::: Material for this task :::
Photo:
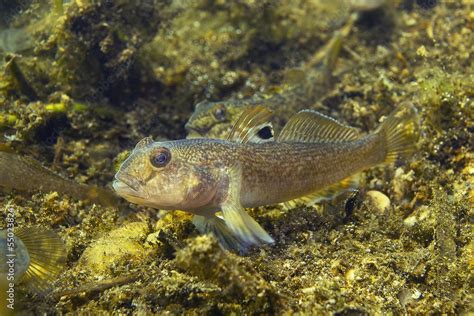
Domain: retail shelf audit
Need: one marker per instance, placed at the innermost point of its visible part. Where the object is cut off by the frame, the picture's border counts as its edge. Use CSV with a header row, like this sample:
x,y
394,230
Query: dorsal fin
x,y
309,126
250,125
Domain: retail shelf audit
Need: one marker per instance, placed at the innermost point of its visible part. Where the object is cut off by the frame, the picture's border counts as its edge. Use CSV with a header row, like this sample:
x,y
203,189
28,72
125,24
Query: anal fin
x,y
347,184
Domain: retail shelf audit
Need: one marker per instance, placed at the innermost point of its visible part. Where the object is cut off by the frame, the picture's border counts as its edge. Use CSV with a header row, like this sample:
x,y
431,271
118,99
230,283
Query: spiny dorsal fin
x,y
250,124
347,184
309,126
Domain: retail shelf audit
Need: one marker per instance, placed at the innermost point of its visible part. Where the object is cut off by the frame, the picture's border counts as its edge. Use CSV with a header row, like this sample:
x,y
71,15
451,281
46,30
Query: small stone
x,y
378,200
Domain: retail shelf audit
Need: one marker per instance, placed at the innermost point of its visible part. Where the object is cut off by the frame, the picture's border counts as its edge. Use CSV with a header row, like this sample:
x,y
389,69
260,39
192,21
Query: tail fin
x,y
400,132
47,257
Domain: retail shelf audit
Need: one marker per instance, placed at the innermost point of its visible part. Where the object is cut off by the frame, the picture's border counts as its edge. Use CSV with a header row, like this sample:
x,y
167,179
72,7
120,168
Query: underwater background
x,y
81,82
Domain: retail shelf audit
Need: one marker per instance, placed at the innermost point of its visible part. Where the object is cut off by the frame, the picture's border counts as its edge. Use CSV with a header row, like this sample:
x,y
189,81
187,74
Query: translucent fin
x,y
401,131
47,257
250,123
312,127
244,227
217,227
348,184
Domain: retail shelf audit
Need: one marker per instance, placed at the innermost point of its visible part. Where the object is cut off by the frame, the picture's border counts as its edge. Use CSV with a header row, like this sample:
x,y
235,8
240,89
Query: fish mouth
x,y
125,185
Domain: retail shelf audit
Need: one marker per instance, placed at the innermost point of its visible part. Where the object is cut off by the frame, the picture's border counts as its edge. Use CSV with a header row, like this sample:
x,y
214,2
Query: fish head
x,y
213,119
166,175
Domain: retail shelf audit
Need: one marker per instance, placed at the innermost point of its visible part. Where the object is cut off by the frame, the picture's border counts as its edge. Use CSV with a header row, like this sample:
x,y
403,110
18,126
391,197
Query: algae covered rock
x,y
237,280
119,248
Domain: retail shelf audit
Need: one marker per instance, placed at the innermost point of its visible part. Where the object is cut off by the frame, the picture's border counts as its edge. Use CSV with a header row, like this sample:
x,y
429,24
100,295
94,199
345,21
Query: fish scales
x,y
314,157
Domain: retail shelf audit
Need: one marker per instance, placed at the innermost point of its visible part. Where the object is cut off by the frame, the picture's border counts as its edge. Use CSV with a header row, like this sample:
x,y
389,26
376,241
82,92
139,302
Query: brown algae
x,y
97,76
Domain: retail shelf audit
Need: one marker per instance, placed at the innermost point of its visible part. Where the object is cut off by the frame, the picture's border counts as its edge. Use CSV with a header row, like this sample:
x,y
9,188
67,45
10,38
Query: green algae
x,y
104,79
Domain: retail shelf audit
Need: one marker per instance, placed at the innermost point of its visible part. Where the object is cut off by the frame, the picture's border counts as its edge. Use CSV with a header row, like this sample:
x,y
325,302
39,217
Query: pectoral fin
x,y
239,222
244,226
217,227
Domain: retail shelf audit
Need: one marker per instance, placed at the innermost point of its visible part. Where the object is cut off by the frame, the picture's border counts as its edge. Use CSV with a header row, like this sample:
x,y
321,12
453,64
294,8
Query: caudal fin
x,y
47,257
401,131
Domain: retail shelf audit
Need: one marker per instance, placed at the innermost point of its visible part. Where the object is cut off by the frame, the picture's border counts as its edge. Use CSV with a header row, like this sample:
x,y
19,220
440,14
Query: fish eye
x,y
160,157
220,114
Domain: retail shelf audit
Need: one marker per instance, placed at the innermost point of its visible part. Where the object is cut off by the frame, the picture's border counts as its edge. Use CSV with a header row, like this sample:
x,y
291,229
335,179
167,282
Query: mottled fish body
x,y
314,157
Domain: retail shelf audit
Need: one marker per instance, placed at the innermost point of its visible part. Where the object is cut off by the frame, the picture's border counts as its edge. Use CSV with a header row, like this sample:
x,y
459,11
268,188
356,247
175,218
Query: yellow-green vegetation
x,y
100,75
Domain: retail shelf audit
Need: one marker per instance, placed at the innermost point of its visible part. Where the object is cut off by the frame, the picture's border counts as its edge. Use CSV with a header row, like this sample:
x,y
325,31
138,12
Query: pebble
x,y
378,200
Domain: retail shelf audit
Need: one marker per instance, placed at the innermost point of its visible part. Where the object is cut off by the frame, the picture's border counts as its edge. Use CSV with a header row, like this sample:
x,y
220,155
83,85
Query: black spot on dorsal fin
x,y
309,126
253,126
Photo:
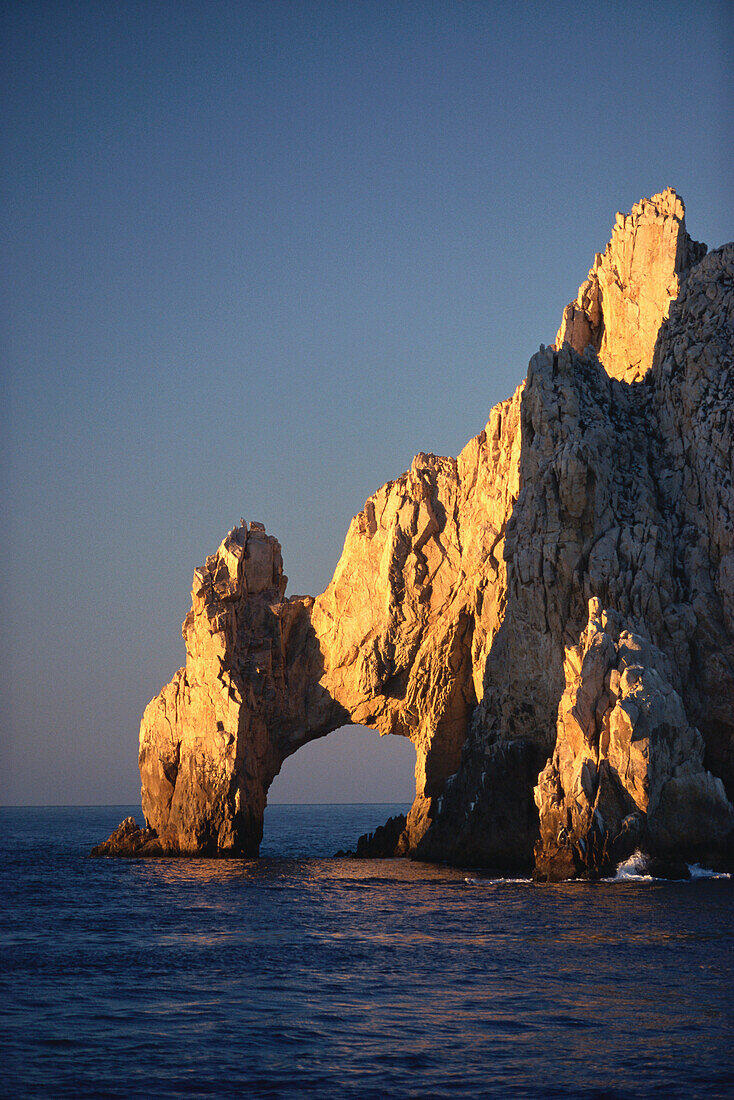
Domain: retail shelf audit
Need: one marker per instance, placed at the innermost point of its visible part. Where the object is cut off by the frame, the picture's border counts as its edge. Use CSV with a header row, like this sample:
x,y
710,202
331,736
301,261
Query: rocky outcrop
x,y
622,305
548,617
627,769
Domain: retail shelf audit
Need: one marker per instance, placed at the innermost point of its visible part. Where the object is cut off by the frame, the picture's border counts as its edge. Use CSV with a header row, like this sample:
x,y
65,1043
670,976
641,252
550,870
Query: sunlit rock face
x,y
620,308
548,617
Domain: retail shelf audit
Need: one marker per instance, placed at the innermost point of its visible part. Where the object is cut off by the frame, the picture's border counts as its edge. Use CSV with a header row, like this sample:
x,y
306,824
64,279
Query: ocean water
x,y
306,976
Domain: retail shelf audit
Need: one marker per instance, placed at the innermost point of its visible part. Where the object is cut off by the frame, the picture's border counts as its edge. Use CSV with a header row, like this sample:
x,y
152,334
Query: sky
x,y
254,256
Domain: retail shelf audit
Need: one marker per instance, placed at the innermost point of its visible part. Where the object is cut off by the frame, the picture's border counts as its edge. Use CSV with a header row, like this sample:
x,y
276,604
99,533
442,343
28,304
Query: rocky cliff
x,y
548,617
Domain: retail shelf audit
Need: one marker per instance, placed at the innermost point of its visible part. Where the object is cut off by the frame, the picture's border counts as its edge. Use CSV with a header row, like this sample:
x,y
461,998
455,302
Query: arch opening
x,y
336,789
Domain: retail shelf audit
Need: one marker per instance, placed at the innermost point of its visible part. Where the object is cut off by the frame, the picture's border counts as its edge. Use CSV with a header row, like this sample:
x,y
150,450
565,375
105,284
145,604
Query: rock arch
x,y
523,613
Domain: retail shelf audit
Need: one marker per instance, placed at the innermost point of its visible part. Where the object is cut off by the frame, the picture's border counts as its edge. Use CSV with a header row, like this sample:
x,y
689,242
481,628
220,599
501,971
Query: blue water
x,y
304,976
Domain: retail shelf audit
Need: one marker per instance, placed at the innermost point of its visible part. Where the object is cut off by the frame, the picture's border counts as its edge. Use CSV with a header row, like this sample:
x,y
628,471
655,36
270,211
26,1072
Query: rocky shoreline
x,y
548,617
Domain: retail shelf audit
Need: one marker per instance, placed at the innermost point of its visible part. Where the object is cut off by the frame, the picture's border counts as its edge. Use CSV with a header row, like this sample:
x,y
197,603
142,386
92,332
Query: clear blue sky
x,y
256,255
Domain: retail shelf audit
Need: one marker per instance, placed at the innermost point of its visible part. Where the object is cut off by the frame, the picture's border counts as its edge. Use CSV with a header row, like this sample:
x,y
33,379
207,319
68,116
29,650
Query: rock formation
x,y
548,617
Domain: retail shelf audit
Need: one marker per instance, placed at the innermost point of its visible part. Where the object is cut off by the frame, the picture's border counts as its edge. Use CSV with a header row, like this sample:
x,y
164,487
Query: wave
x,y
636,869
497,882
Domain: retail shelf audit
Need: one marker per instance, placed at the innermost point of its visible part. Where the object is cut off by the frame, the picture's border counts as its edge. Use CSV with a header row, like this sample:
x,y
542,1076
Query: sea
x,y
304,975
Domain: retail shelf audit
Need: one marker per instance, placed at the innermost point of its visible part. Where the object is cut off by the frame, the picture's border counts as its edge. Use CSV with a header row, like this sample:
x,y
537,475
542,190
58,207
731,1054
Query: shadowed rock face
x,y
548,617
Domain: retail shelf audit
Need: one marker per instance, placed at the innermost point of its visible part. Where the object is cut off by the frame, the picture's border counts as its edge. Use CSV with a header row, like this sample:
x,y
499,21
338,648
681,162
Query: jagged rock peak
x,y
620,308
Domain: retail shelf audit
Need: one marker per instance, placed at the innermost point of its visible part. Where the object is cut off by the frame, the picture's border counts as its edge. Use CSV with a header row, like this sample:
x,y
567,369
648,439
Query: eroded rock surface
x,y
622,305
507,609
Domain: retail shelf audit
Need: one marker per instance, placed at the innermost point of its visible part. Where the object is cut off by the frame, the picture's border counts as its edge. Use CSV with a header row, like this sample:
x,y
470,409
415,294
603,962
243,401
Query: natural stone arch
x,y
466,612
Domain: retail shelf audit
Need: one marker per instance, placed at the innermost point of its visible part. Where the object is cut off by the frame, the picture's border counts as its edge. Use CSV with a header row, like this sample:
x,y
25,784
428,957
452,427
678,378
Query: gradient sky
x,y
254,257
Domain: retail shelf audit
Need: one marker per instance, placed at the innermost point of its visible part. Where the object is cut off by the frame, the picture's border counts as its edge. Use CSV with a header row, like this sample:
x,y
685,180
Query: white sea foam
x,y
704,872
497,882
633,869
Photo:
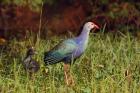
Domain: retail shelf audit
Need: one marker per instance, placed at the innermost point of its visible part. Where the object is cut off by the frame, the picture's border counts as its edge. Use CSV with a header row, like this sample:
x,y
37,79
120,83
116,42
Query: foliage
x,y
109,65
34,4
:::
▸ Set exercise
Identify every line above that contains the string "fish" and copy each one in full, counting only matches with the same case.

▸ Answer below
Query: fish mouth
Query: fish head
Query: fish scales
Query: fish eye
Query: mottled fish body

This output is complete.